## [Source material]
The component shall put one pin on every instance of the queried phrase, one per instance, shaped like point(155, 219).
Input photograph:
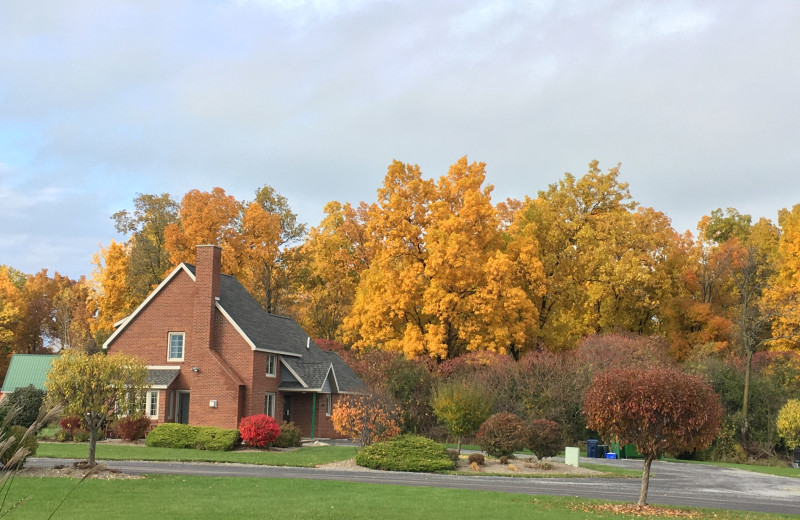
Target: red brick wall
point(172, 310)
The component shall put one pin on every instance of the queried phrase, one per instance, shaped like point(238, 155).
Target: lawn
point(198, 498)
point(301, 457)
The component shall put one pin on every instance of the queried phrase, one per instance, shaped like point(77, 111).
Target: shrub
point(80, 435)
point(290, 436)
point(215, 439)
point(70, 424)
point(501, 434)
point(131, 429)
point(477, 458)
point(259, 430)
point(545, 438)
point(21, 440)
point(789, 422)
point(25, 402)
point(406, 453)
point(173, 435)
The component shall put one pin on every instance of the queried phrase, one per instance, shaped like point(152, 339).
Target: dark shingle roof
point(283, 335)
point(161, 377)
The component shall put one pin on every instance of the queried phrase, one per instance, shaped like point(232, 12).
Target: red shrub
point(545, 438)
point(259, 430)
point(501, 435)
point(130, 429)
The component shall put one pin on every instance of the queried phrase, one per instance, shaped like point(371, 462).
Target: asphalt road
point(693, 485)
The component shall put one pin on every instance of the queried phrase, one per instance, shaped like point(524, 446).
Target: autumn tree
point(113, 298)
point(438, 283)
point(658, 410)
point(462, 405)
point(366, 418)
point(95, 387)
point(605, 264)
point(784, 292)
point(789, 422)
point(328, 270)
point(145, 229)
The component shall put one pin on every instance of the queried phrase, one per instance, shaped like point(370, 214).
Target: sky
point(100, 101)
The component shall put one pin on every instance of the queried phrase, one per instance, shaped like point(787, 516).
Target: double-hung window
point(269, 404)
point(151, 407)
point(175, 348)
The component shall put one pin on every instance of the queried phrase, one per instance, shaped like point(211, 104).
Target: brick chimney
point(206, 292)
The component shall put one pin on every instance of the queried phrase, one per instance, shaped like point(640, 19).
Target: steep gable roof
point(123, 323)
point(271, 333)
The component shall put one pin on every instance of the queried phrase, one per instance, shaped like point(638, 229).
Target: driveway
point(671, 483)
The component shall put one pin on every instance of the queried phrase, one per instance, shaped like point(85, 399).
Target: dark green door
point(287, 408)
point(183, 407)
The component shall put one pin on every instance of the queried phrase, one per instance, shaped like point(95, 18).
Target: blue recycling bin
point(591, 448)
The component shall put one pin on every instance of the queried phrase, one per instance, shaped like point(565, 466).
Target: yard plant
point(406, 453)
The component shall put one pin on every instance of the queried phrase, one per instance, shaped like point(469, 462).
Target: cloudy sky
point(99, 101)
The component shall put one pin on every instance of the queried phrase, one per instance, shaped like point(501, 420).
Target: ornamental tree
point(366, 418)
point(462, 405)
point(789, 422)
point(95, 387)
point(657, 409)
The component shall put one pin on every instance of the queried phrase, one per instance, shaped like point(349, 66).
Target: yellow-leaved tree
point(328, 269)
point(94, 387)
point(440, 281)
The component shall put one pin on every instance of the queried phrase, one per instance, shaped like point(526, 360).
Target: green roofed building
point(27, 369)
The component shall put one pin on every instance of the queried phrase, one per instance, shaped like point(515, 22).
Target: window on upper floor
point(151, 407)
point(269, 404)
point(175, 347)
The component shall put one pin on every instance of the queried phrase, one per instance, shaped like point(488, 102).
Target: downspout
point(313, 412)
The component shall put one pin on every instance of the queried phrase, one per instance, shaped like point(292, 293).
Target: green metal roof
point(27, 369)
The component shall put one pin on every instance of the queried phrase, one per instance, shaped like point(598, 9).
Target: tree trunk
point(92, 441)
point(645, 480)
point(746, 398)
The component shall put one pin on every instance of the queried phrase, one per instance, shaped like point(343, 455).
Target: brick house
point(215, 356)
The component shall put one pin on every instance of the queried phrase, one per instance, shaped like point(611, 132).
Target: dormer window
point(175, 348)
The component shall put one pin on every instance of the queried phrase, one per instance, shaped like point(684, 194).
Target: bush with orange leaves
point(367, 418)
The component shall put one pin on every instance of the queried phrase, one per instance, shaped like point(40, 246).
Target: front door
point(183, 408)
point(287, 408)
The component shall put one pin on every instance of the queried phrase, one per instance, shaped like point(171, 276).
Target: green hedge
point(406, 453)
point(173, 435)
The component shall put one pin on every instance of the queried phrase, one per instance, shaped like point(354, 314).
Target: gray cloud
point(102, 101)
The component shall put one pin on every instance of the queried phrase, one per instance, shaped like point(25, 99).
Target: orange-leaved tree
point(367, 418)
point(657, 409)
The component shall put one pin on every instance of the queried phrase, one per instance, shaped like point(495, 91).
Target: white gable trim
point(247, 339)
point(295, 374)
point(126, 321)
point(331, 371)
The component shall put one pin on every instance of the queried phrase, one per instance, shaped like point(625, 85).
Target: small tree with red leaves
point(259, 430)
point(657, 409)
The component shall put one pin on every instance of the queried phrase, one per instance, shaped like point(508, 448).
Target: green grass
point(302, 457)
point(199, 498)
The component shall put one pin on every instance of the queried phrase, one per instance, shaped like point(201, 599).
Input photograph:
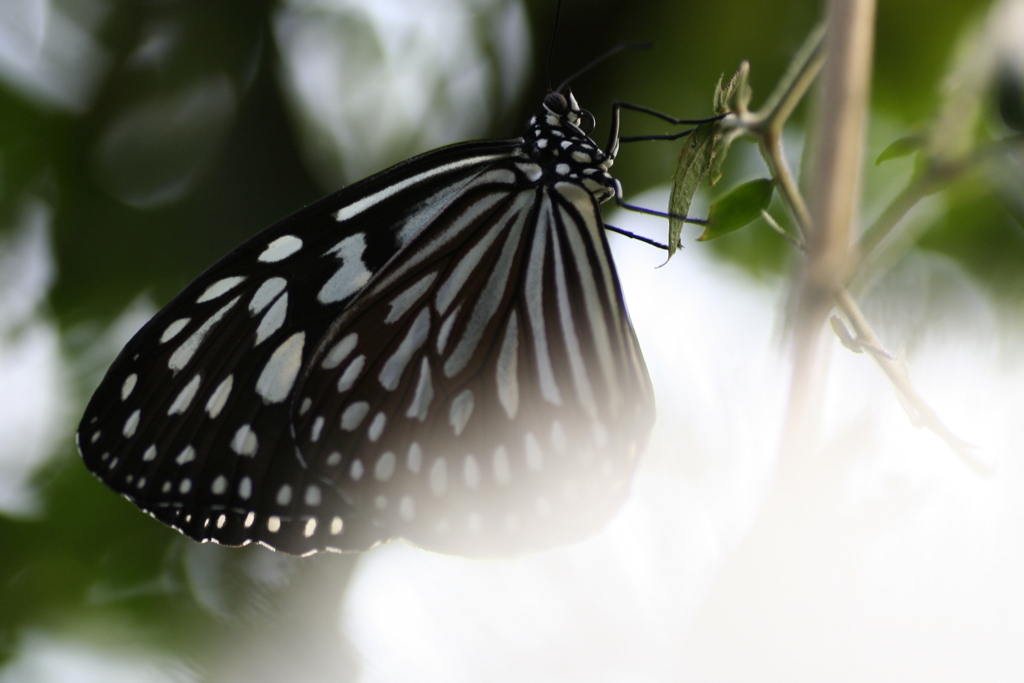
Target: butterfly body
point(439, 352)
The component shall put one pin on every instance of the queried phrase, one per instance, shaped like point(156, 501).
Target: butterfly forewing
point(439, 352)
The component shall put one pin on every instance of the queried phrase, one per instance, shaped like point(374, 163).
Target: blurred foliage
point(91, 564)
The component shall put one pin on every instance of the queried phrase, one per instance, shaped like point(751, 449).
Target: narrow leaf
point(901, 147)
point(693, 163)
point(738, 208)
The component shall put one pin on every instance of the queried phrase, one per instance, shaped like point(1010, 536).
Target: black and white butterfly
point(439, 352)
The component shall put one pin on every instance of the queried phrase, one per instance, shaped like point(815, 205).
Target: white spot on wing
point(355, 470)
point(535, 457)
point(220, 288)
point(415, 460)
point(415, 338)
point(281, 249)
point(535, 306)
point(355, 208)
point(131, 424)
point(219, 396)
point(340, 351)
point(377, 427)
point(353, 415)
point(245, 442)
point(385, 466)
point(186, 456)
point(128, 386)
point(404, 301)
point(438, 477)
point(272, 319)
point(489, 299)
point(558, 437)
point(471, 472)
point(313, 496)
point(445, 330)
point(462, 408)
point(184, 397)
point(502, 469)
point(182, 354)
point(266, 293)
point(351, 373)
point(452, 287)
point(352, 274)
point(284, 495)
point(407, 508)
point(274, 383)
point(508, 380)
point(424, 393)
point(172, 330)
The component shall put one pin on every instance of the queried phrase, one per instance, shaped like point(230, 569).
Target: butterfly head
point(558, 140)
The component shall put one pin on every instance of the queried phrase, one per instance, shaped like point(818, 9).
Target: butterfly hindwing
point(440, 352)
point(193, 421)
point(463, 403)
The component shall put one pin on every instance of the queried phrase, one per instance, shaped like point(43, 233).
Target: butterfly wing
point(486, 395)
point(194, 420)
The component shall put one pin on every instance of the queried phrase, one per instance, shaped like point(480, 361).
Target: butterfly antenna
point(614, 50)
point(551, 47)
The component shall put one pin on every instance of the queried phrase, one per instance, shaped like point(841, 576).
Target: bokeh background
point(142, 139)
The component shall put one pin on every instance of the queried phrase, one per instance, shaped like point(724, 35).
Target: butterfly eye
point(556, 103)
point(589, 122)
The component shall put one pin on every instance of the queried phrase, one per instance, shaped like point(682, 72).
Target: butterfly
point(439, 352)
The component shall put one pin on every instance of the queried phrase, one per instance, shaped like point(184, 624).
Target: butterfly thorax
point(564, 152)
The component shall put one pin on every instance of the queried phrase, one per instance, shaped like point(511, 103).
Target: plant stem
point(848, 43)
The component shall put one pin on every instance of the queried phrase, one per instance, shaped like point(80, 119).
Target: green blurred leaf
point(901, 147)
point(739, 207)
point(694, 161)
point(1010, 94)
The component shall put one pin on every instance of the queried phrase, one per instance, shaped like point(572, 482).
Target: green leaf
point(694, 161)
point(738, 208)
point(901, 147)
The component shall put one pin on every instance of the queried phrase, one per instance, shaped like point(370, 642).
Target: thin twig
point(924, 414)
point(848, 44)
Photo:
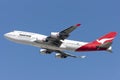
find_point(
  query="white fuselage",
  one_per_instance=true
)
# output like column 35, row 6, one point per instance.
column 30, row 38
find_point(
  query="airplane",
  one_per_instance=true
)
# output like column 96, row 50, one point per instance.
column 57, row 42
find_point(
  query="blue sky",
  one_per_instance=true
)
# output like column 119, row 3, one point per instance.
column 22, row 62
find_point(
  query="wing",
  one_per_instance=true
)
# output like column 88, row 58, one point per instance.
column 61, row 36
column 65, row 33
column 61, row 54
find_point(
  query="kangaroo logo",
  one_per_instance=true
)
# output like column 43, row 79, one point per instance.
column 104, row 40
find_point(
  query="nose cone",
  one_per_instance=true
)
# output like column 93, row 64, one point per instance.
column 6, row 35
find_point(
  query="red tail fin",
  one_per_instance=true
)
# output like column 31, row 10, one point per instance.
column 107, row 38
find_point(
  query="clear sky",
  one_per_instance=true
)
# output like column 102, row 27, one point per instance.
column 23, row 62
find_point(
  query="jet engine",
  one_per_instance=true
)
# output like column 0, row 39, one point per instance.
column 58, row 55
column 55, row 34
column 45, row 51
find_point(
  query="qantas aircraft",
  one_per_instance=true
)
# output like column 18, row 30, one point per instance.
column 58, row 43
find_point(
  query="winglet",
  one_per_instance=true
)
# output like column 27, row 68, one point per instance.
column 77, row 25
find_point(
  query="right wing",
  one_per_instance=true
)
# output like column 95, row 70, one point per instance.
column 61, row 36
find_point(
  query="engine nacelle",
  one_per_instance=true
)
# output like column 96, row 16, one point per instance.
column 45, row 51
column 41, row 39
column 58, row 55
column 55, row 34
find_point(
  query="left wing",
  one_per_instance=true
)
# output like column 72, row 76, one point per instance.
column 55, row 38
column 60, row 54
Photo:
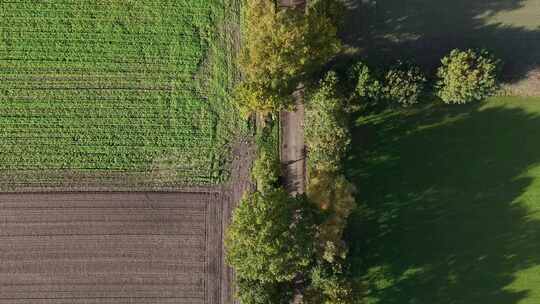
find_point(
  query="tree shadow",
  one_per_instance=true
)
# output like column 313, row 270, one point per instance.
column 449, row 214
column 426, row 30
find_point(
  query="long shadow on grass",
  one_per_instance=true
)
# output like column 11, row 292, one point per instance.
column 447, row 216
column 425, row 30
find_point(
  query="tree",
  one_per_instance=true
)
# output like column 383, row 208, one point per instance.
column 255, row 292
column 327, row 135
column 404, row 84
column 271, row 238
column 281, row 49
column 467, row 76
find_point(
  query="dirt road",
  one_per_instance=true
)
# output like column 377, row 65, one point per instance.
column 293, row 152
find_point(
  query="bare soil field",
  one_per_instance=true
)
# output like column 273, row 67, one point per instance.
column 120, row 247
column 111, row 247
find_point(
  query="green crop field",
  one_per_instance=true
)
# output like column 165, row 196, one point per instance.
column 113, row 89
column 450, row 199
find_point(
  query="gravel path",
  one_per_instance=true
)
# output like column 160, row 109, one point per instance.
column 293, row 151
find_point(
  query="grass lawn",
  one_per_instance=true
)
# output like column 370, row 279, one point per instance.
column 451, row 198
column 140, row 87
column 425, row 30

## [Assignment]
The range runs from the line above containing "Target: butterfly hindwing" to the line containing "like point(841, 576).", inclusive. Restate those lines word for word and no others.

## [Solution to this problem]
Target: butterfly hindwing
point(440, 352)
point(193, 421)
point(463, 403)
The component shall put one pin on every instance of the queried phrase, one per instance, shaped like point(43, 233).
Target: butterfly wing
point(486, 395)
point(194, 420)
The component shall put one pin on every instance of the queried phrase, one per instance, shaped like point(480, 361).
Target: butterfly antenna
point(614, 50)
point(551, 47)
The component shall put one pin on every instance of the queried phrase, one per instance, shaped like point(841, 576).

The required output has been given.